Input data
•••••

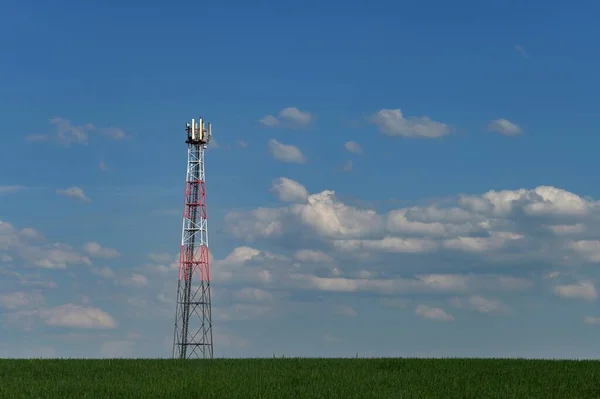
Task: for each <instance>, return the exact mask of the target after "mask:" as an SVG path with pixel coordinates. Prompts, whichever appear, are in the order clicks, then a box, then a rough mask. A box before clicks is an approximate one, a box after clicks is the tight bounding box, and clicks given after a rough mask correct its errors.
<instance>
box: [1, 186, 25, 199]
mask: <svg viewBox="0 0 600 399" xmlns="http://www.w3.org/2000/svg"><path fill="white" fill-rule="evenodd" d="M23 190H25V186H21V185H12V186H0V196H2V195H10V194H16V193H18V192H20V191H23Z"/></svg>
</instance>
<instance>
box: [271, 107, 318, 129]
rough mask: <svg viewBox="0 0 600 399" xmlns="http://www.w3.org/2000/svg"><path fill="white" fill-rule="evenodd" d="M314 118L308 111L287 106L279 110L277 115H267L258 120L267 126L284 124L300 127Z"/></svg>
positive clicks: (303, 125) (274, 126) (271, 126)
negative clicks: (287, 106)
mask: <svg viewBox="0 0 600 399" xmlns="http://www.w3.org/2000/svg"><path fill="white" fill-rule="evenodd" d="M313 120H314V116H313V115H312V114H311V113H310V112H308V111H301V110H300V109H298V108H296V107H288V108H284V109H282V110H281V111H279V115H278V116H277V117H276V116H273V115H267V116H265V117H264V118H262V119H261V120H260V122H261V123H262V124H263V125H265V126H268V127H275V126H281V125H283V126H285V127H300V126H307V125H308V124H310V122H312V121H313Z"/></svg>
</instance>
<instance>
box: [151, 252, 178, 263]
mask: <svg viewBox="0 0 600 399" xmlns="http://www.w3.org/2000/svg"><path fill="white" fill-rule="evenodd" d="M148 259H149V260H151V261H152V262H156V263H167V262H169V261H171V260H173V259H174V258H173V256H171V255H169V254H167V253H160V254H157V253H154V252H150V253H149V254H148Z"/></svg>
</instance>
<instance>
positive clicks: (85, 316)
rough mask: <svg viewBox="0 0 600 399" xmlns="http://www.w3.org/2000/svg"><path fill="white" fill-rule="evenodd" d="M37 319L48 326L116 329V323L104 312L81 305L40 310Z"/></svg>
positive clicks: (113, 319)
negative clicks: (39, 318)
mask: <svg viewBox="0 0 600 399" xmlns="http://www.w3.org/2000/svg"><path fill="white" fill-rule="evenodd" d="M39 317H40V318H41V319H42V320H43V321H44V322H45V323H46V324H48V325H49V326H56V327H71V328H84V329H96V328H99V329H107V328H108V329H110V328H116V327H117V321H116V320H115V319H114V318H113V317H112V316H111V315H110V314H108V313H106V312H105V311H103V310H101V309H98V308H93V307H85V306H81V305H74V304H71V303H69V304H66V305H62V306H57V307H55V308H49V309H42V310H40V311H39Z"/></svg>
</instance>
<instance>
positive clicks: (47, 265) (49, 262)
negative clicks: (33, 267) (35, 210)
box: [0, 221, 91, 269]
mask: <svg viewBox="0 0 600 399" xmlns="http://www.w3.org/2000/svg"><path fill="white" fill-rule="evenodd" d="M0 256H2V257H3V258H4V259H6V258H11V259H14V258H18V259H20V260H22V261H24V262H25V264H26V265H28V266H36V267H40V268H46V269H64V268H66V267H67V266H68V265H79V264H85V265H91V261H90V259H89V258H88V257H86V256H83V255H81V254H80V253H79V252H77V251H76V250H75V249H74V248H73V247H71V246H70V245H67V244H62V243H47V242H46V241H45V240H44V239H43V238H42V237H41V234H39V232H37V231H36V230H33V229H30V228H27V229H21V230H18V229H16V228H15V227H14V226H13V225H12V224H10V223H7V222H3V221H0Z"/></svg>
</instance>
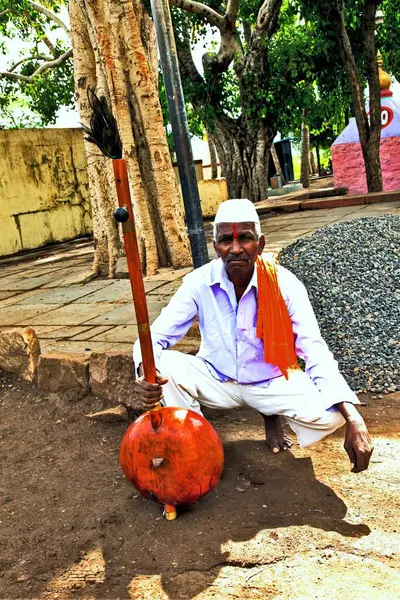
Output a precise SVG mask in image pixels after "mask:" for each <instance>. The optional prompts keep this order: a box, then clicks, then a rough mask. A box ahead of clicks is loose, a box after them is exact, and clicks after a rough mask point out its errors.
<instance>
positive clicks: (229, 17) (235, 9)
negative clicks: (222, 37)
mask: <svg viewBox="0 0 400 600" xmlns="http://www.w3.org/2000/svg"><path fill="white" fill-rule="evenodd" d="M238 6H239V0H228V2H227V5H226V13H225V16H226V17H227V19H229V22H230V23H231V25H232V27H235V26H236V17H237V11H238Z"/></svg>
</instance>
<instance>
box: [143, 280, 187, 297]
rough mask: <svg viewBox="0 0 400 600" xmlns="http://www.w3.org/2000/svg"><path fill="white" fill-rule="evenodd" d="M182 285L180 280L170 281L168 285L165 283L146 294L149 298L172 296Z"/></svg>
mask: <svg viewBox="0 0 400 600" xmlns="http://www.w3.org/2000/svg"><path fill="white" fill-rule="evenodd" d="M181 285H182V280H181V279H177V280H176V281H171V282H169V283H165V284H163V285H162V286H160V287H157V288H156V289H154V290H152V291H151V292H148V293H147V295H148V297H149V298H151V297H153V296H169V297H171V296H173V295H174V294H175V292H176V290H177V289H178V288H180V287H181Z"/></svg>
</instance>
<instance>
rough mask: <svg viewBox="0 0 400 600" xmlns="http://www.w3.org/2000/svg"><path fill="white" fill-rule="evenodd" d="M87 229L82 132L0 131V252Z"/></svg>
mask: <svg viewBox="0 0 400 600" xmlns="http://www.w3.org/2000/svg"><path fill="white" fill-rule="evenodd" d="M91 231H92V220H91V215H90V202H89V190H88V179H87V172H86V156H85V150H84V145H83V137H82V131H81V130H80V129H17V130H14V129H13V130H10V129H8V130H0V232H1V234H0V256H5V255H8V254H13V253H15V252H19V251H20V250H26V249H29V248H37V247H39V246H43V245H44V244H46V243H48V242H56V241H64V240H69V239H73V238H76V237H79V236H81V235H85V234H88V233H91Z"/></svg>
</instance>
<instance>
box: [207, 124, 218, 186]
mask: <svg viewBox="0 0 400 600" xmlns="http://www.w3.org/2000/svg"><path fill="white" fill-rule="evenodd" d="M207 143H208V151H209V153H210V162H211V179H217V178H218V161H217V149H216V147H215V143H214V140H213V138H212V136H211V135H210V134H209V133H207Z"/></svg>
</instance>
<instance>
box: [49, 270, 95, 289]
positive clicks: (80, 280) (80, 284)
mask: <svg viewBox="0 0 400 600" xmlns="http://www.w3.org/2000/svg"><path fill="white" fill-rule="evenodd" d="M95 279H96V275H95V274H94V273H93V271H92V270H91V268H89V267H86V268H82V269H73V272H72V273H70V274H69V275H67V276H65V275H64V276H62V277H60V276H58V277H57V278H56V279H54V280H53V281H50V282H49V283H47V284H45V285H44V286H43V287H49V288H54V287H68V286H74V285H81V284H82V285H84V284H86V283H90V282H92V281H93V280H95Z"/></svg>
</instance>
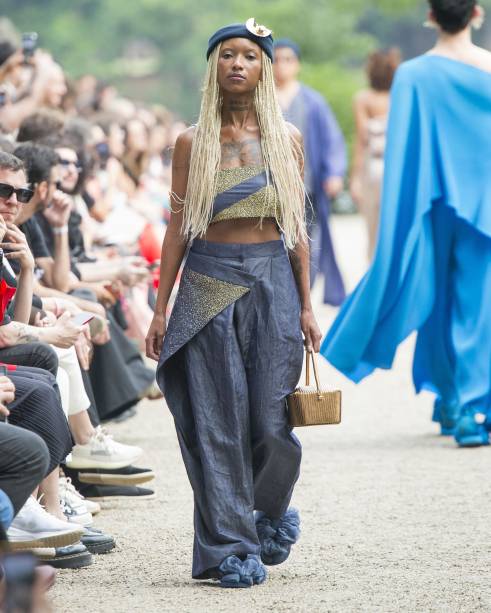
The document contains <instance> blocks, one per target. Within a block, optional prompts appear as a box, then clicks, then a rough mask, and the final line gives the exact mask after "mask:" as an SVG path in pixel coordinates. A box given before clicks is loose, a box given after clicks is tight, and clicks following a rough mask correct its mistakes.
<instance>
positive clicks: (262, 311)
mask: <svg viewBox="0 0 491 613" xmlns="http://www.w3.org/2000/svg"><path fill="white" fill-rule="evenodd" d="M188 266H193V268H194V270H195V272H197V273H198V274H201V275H203V274H204V273H206V275H207V276H208V277H210V278H212V279H218V280H219V281H220V282H222V283H230V281H231V280H232V279H233V283H230V284H231V285H233V286H235V287H242V288H245V289H246V290H247V291H245V293H243V294H242V295H241V297H239V298H236V299H235V300H232V301H231V302H230V304H228V305H227V306H225V307H223V302H222V303H220V301H217V300H214V299H213V297H210V296H204V295H203V296H202V298H203V300H205V301H206V302H207V304H208V305H211V306H209V308H207V309H205V310H204V311H203V313H201V314H204V315H207V317H204V316H203V317H198V318H197V317H196V316H193V317H191V319H193V322H194V324H196V322H197V321H199V322H200V323H201V328H200V329H199V330H196V325H194V327H192V328H191V327H189V328H186V327H185V326H184V332H183V327H182V326H180V328H179V329H176V327H177V323H178V322H183V321H184V318H183V317H180V315H179V313H173V315H172V317H171V319H170V320H169V326H168V329H167V334H166V339H165V343H164V348H163V353H162V358H161V361H160V364H159V369H158V381H159V384H160V385H161V387H162V389H163V391H164V394H165V397H166V400H167V404H168V406H169V408H170V410H171V411H172V413H173V415H174V418H175V421H176V428H177V434H178V439H179V443H180V446H181V451H182V455H183V459H184V462H185V465H186V469H187V472H188V476H189V479H190V482H191V485H192V487H193V490H194V496H195V520H194V526H195V540H194V555H193V570H192V574H193V577H195V578H199V579H200V578H207V577H212V576H215V575H216V569H217V567H218V566H219V564H220V563H221V562H222V560H223V559H224V558H226V557H227V556H229V555H236V556H238V557H240V558H244V559H245V557H246V556H247V555H248V554H252V555H259V553H260V545H259V541H258V537H257V532H256V526H255V522H254V510H260V511H263V512H265V513H266V514H267V515H268V516H270V517H272V518H280V517H281V516H282V515H283V513H284V512H285V511H286V509H287V507H288V504H289V502H290V498H291V495H292V492H293V487H294V485H295V482H296V480H297V478H298V475H299V470H300V460H301V447H300V443H299V442H298V440H297V438H296V437H295V436H294V435H293V434H292V432H291V428H290V427H289V425H288V420H287V413H286V403H285V398H286V396H287V395H288V394H289V393H290V392H292V391H293V390H294V388H295V386H296V384H297V383H298V379H299V377H300V373H301V368H302V360H303V343H302V334H301V329H300V304H299V298H298V293H297V289H296V285H295V282H294V278H293V273H292V269H291V265H290V261H289V259H288V255H287V253H286V250H285V247H284V245H283V242H282V241H272V242H269V243H261V244H252V245H230V244H217V243H207V242H204V241H195V243H194V244H193V247H192V249H191V253H190V256H189V258H188V262H187V264H186V267H188ZM196 269H199V270H196ZM196 287H197V291H198V292H203V291H204V290H203V287H210V288H213V287H216V286H214V285H213V284H210V285H209V286H206V285H203V284H200V285H197V286H196ZM227 287H228V286H227ZM187 291H188V292H189V288H188V289H187ZM224 291H225V292H227V291H230V290H229V289H225V290H224ZM230 295H231V296H232V294H230ZM196 303H197V304H199V301H197V302H196ZM214 304H217V305H219V306H217V309H219V310H218V312H213V309H212V308H211V307H212V306H213V305H214ZM220 307H221V308H220ZM176 309H177V310H178V311H179V310H183V311H184V312H186V304H184V302H183V301H182V300H180V299H179V297H178V299H177V300H176V307H175V310H176ZM201 314H200V315H201ZM188 316H189V313H188ZM175 324H176V325H175ZM185 330H188V331H189V335H191V336H190V337H189V338H185ZM176 337H179V342H178V343H176V342H175V338H176ZM178 346H179V347H180V348H179V349H177V350H176V351H175V352H174V353H172V352H171V351H170V349H169V348H170V347H173V348H175V347H178Z"/></svg>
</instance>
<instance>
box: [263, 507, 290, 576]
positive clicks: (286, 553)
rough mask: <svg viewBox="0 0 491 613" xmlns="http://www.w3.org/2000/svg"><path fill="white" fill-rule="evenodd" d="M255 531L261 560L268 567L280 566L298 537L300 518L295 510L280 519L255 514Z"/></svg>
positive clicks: (287, 513) (287, 512) (263, 513)
mask: <svg viewBox="0 0 491 613" xmlns="http://www.w3.org/2000/svg"><path fill="white" fill-rule="evenodd" d="M256 530H257V536H258V538H259V542H260V543H261V560H262V561H263V562H264V564H267V565H268V566H274V565H276V564H281V563H282V562H284V561H285V560H286V559H287V558H288V556H289V555H290V550H291V546H292V545H293V544H294V543H296V542H297V541H298V538H299V536H300V516H299V514H298V511H297V510H296V509H288V511H287V512H286V513H285V514H284V515H283V517H282V518H281V519H270V518H269V517H267V516H266V515H265V514H264V513H257V515H256Z"/></svg>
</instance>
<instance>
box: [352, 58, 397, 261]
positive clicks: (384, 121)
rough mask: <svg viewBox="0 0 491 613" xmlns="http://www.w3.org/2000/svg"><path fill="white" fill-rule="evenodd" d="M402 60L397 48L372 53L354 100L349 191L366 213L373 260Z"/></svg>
mask: <svg viewBox="0 0 491 613" xmlns="http://www.w3.org/2000/svg"><path fill="white" fill-rule="evenodd" d="M400 61H401V54H400V51H399V49H396V48H392V49H389V50H387V51H375V52H374V53H372V54H371V55H370V56H369V58H368V62H367V69H366V70H367V76H368V79H369V83H370V87H369V88H368V89H364V90H362V91H360V92H359V93H358V94H357V95H356V97H355V100H354V113H355V120H356V137H355V138H356V140H355V148H354V155H353V164H352V171H351V180H350V191H351V196H352V198H353V200H354V201H355V202H356V204H357V206H358V207H359V209H360V211H361V213H362V215H363V216H364V217H365V221H366V224H367V230H368V257H369V259H370V260H371V259H372V257H373V253H374V251H375V243H376V240H377V231H378V219H379V209H380V188H381V183H382V178H383V176H384V151H385V133H386V130H387V115H388V113H389V91H390V88H391V86H392V79H393V78H394V73H395V71H396V69H397V67H398V65H399V63H400Z"/></svg>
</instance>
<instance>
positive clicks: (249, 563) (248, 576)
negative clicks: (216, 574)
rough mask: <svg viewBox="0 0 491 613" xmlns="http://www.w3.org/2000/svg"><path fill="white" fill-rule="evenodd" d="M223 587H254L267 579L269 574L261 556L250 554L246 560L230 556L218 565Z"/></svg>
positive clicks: (227, 557)
mask: <svg viewBox="0 0 491 613" xmlns="http://www.w3.org/2000/svg"><path fill="white" fill-rule="evenodd" d="M218 572H219V579H220V585H221V586H222V587H229V588H237V587H252V586H253V585H260V584H261V583H264V582H265V581H266V577H267V576H268V574H267V571H266V569H265V568H264V566H263V565H262V563H261V559H260V558H259V556H255V555H252V554H249V555H248V556H247V558H246V559H245V560H241V559H240V558H238V557H237V556H228V557H227V558H225V560H223V562H222V563H221V564H220V566H219V567H218Z"/></svg>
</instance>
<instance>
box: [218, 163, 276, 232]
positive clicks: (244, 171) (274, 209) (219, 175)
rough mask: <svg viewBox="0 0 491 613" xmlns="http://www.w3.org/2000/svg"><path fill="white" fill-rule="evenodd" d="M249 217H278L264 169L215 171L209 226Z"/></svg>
mask: <svg viewBox="0 0 491 613" xmlns="http://www.w3.org/2000/svg"><path fill="white" fill-rule="evenodd" d="M251 217H262V218H266V217H273V218H274V219H278V217H279V203H278V194H277V192H276V189H275V187H274V185H273V183H272V181H271V179H270V181H269V183H268V180H267V175H266V170H265V169H264V167H262V166H242V167H240V168H225V169H222V170H219V171H218V177H217V193H216V196H215V200H214V202H213V218H212V220H211V223H217V222H219V221H224V220H229V219H241V218H242V219H244V218H251Z"/></svg>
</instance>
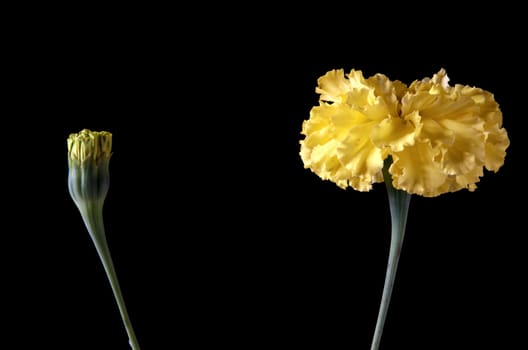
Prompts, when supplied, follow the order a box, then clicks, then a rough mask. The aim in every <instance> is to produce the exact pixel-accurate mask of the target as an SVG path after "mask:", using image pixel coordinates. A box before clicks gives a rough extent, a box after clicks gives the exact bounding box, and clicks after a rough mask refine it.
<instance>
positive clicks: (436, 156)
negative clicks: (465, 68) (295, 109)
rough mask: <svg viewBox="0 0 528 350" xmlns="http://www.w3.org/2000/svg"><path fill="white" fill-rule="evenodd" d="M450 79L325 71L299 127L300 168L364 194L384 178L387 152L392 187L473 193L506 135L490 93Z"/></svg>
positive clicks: (504, 147)
mask: <svg viewBox="0 0 528 350" xmlns="http://www.w3.org/2000/svg"><path fill="white" fill-rule="evenodd" d="M448 82H449V78H448V77H447V74H446V72H445V70H444V69H441V70H440V71H439V72H438V73H437V74H435V75H434V76H433V77H432V78H425V79H423V80H421V81H414V82H413V83H412V84H411V85H410V86H408V87H407V86H406V85H405V84H403V83H402V82H400V81H390V80H389V79H388V78H387V77H386V76H385V75H383V74H376V75H374V76H372V77H370V78H368V79H365V78H364V77H363V74H362V72H361V71H356V70H352V71H351V72H350V73H349V74H346V75H345V74H344V71H343V70H342V69H339V70H332V71H330V72H328V73H326V74H325V75H324V76H322V77H320V78H319V79H318V87H317V88H316V92H317V93H318V94H320V99H319V105H318V106H315V107H313V108H312V110H311V111H310V117H309V119H308V120H305V121H304V122H303V126H302V132H301V134H302V135H304V136H305V138H304V139H303V140H301V141H300V144H301V151H300V155H301V158H302V160H303V162H304V166H305V168H309V169H311V170H312V171H313V172H314V173H316V174H317V175H319V176H320V177H321V178H322V179H325V180H331V181H333V182H335V183H336V184H337V185H338V186H339V187H342V188H347V187H348V186H350V187H352V188H354V189H356V190H359V191H369V190H370V189H371V188H372V184H374V183H377V182H381V181H383V176H382V168H383V162H384V160H385V159H386V158H387V157H389V156H391V157H392V160H393V163H392V165H391V166H390V168H389V173H390V174H391V175H392V180H393V186H394V187H395V188H397V189H400V190H404V191H406V192H408V193H411V194H419V195H423V196H428V197H433V196H437V195H440V194H442V193H446V192H453V191H458V190H460V189H464V188H466V189H469V190H470V191H472V190H474V189H475V188H476V183H477V182H478V181H479V179H480V177H481V176H482V175H483V173H484V168H486V169H488V170H492V171H497V170H498V169H499V168H500V167H501V166H502V165H503V163H504V158H505V156H506V148H507V147H508V146H509V139H508V135H507V133H506V131H505V129H504V128H502V113H501V111H500V109H499V105H498V104H497V102H496V101H495V100H494V97H493V95H492V94H491V93H489V92H487V91H484V90H482V89H479V88H476V87H470V86H463V85H458V84H457V85H455V86H450V85H449V83H448Z"/></svg>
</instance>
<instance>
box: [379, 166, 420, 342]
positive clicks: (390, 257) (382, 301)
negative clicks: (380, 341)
mask: <svg viewBox="0 0 528 350" xmlns="http://www.w3.org/2000/svg"><path fill="white" fill-rule="evenodd" d="M390 162H391V161H390V159H389V160H387V161H386V162H385V165H384V167H383V176H384V178H385V185H386V187H387V194H388V196H389V206H390V212H391V243H390V252H389V260H388V263H387V272H386V275H385V284H384V286H383V295H382V297H381V304H380V309H379V314H378V320H377V322H376V330H375V331H374V338H373V339H372V346H371V348H370V349H371V350H378V348H379V344H380V341H381V335H382V333H383V326H384V324H385V319H386V318H387V312H388V310H389V303H390V299H391V295H392V289H393V287H394V281H395V278H396V270H397V268H398V260H399V259H400V253H401V249H402V244H403V237H404V235H405V225H406V223H407V215H408V212H409V204H410V201H411V195H410V194H409V193H407V192H405V191H401V190H397V189H395V188H394V186H393V185H392V179H391V176H390V174H389V172H388V168H389V165H390Z"/></svg>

•••••

What to produce
Render the entries as a Markdown table with the columns Row and Line, one numbered row per line, from the first line of the entries through the line that contains "positive clicks: (113, 319)", both included. Skip blank lines and leave the pictures out.

Solution
| Row | Line |
|---|---|
| 1 | Task: for each <instance>, return the exact mask of the target after "mask:" as an SVG path with pixel coordinates. Prompts, whichever appear, are in the order clicks, then a box, then a rough mask. A box before clicks is an approximate one, a box after clicks is the tight bounding box, and clicks given after a rough mask correct its errors. |
| 2 | <instance> |
| 3 | box: [1, 186, 25, 199] |
| 4 | mask: <svg viewBox="0 0 600 399" xmlns="http://www.w3.org/2000/svg"><path fill="white" fill-rule="evenodd" d="M23 190H25V186H21V185H12V186H0V196H2V195H10V194H16V193H18V192H20V191H23Z"/></svg> |
| 5 | </instance> |
| 6 | <instance> |
| 7 | box: [271, 107, 318, 129] |
| 8 | rough mask: <svg viewBox="0 0 600 399" xmlns="http://www.w3.org/2000/svg"><path fill="white" fill-rule="evenodd" d="M314 118L308 111L287 106L279 110L277 115H267L258 120L267 126L284 124L300 127Z"/></svg> |
| 9 | positive clicks: (303, 125) (274, 126) (271, 126) |
| 10 | negative clicks: (287, 106) |
| 11 | mask: <svg viewBox="0 0 600 399" xmlns="http://www.w3.org/2000/svg"><path fill="white" fill-rule="evenodd" d="M313 120H314V116H313V115H312V114H311V113H310V112H308V111H301V110H300V109H298V108H296V107H288V108H284V109H282V110H281V111H279V115H278V116H277V117H276V116H273V115H267V116H265V117H264V118H262V119H261V120H260V122H261V123H262V124H263V125H265V126H268V127H275V126H281V125H283V126H285V127H300V126H307V125H308V124H310V122H312V121H313Z"/></svg> |
| 12 | </instance> |
| 13 | <instance> |
| 14 | box: [151, 252, 178, 263] |
| 15 | mask: <svg viewBox="0 0 600 399" xmlns="http://www.w3.org/2000/svg"><path fill="white" fill-rule="evenodd" d="M148 259H149V260H151V261H152V262H156V263H167V262H169V261H171V260H173V259H174V258H173V256H171V255H169V254H167V253H160V254H157V253H154V252H150V253H149V254H148Z"/></svg> |
| 16 | </instance> |
| 17 | <instance> |
| 18 | positive clicks: (85, 316) |
| 19 | rough mask: <svg viewBox="0 0 600 399" xmlns="http://www.w3.org/2000/svg"><path fill="white" fill-rule="evenodd" d="M37 319L48 326L116 329V323L104 312L81 305L40 310Z"/></svg> |
| 20 | positive clicks: (113, 319) |